• [What to do] Edit the lines running from the line with "of the building" to the line with "x=412 y=252" so that "building rooftop" becomes "flat roof", and give back only those lines with nothing else changed.

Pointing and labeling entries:
------------------------------------
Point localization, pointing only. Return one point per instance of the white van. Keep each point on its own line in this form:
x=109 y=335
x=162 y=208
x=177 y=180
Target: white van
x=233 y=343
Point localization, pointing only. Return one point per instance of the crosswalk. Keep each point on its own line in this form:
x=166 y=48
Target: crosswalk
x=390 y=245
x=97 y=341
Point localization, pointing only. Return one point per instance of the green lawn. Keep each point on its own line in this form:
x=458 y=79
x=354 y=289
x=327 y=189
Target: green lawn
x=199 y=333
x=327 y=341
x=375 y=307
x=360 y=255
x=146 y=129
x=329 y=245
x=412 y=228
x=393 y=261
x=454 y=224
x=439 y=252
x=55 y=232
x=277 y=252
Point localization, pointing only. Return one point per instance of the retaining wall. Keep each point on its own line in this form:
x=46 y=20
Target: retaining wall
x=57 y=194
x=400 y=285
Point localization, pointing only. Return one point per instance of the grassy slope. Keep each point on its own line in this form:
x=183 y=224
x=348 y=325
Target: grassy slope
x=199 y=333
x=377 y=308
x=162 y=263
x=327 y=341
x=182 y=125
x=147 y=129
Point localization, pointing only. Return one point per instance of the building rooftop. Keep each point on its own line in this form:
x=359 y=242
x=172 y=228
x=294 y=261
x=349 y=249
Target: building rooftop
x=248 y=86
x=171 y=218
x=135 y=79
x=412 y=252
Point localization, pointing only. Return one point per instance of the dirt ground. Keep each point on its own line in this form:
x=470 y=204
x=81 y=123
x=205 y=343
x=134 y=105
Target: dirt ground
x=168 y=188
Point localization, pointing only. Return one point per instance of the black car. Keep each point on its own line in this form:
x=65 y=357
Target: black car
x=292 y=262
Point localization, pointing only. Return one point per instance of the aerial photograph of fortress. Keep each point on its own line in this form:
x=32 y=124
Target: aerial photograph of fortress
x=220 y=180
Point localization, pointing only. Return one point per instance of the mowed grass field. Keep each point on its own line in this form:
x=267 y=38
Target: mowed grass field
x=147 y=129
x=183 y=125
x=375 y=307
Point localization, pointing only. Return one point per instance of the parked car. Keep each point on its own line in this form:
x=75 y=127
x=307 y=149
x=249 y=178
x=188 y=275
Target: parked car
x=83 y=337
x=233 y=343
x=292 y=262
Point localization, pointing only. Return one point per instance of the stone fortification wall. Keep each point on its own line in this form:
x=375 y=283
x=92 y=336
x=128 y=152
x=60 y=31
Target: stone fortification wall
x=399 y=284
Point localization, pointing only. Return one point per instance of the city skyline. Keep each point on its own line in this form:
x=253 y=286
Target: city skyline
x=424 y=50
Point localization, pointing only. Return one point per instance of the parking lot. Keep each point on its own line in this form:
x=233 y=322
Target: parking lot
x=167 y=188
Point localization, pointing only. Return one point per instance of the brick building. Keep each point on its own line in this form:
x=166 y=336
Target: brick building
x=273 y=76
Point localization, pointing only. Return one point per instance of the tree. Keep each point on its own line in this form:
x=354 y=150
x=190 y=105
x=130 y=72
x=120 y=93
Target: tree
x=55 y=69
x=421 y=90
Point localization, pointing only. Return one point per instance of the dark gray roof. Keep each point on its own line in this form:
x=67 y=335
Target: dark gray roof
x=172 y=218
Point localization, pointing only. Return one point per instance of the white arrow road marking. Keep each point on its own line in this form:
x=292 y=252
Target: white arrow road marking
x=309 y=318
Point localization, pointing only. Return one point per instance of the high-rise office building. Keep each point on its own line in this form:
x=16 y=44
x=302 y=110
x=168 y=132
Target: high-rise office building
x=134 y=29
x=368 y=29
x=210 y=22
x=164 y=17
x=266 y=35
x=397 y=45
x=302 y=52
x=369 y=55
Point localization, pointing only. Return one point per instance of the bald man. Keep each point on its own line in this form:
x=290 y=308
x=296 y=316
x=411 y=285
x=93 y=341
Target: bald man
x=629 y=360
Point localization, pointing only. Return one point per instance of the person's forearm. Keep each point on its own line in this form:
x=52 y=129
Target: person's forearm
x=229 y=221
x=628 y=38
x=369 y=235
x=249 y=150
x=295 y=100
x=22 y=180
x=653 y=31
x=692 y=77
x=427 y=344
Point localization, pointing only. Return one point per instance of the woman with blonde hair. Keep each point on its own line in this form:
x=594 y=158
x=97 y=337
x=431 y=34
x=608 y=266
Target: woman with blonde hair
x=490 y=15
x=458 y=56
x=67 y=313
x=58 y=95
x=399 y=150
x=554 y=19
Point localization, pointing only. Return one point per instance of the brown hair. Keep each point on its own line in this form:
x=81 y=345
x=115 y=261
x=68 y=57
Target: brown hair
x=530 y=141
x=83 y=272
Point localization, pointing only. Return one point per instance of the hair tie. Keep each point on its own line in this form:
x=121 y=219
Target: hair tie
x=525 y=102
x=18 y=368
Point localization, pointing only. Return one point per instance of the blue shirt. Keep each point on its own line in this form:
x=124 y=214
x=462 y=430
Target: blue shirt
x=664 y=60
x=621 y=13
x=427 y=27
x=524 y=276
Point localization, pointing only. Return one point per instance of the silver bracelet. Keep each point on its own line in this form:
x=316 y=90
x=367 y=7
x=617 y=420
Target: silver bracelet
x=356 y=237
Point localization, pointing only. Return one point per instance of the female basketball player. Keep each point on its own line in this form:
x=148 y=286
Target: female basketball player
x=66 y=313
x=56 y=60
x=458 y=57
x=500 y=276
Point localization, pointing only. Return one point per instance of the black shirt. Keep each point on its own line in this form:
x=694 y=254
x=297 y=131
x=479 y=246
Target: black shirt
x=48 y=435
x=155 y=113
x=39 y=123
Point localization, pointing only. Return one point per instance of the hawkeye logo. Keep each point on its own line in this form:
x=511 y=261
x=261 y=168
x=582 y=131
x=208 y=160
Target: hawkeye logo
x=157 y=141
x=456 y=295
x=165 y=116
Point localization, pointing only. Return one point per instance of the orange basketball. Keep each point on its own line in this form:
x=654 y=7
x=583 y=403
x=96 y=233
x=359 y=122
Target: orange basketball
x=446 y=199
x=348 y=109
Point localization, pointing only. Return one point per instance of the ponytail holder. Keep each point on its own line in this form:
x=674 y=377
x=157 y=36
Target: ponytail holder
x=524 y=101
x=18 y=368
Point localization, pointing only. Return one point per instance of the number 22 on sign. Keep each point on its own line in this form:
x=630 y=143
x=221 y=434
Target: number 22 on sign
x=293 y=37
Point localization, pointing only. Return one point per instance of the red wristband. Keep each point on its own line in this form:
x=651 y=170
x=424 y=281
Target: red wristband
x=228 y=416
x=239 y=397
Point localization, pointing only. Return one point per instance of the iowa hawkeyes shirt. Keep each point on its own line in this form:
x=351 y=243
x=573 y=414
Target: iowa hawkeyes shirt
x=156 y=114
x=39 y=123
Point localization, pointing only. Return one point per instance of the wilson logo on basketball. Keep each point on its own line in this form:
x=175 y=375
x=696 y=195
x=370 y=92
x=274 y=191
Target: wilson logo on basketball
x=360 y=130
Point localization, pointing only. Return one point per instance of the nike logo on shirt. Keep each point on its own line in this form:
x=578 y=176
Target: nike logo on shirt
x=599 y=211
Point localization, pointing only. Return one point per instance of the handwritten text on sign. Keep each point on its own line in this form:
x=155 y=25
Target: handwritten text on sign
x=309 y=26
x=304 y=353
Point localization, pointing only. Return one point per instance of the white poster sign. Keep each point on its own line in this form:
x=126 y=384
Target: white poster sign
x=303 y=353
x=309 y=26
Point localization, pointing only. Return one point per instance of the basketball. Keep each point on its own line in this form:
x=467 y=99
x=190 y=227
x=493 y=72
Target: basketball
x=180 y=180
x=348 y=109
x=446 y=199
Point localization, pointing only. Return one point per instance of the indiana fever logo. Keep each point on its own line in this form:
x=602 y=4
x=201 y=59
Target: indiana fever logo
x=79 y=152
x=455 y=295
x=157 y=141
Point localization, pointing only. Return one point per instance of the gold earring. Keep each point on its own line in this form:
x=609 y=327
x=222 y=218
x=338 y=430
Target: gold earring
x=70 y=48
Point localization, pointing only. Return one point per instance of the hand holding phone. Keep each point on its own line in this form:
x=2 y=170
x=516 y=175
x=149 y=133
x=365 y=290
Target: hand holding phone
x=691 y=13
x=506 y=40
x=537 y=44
------------------------------------
• [Answer for this exercise]
Point localization, pointing only. Return one point per instance of the flat roof. Keep each point on its own line in this form:
x=359 y=242
x=172 y=228
x=294 y=261
x=349 y=249
Target: flat roof
x=248 y=86
x=171 y=218
x=135 y=79
x=412 y=252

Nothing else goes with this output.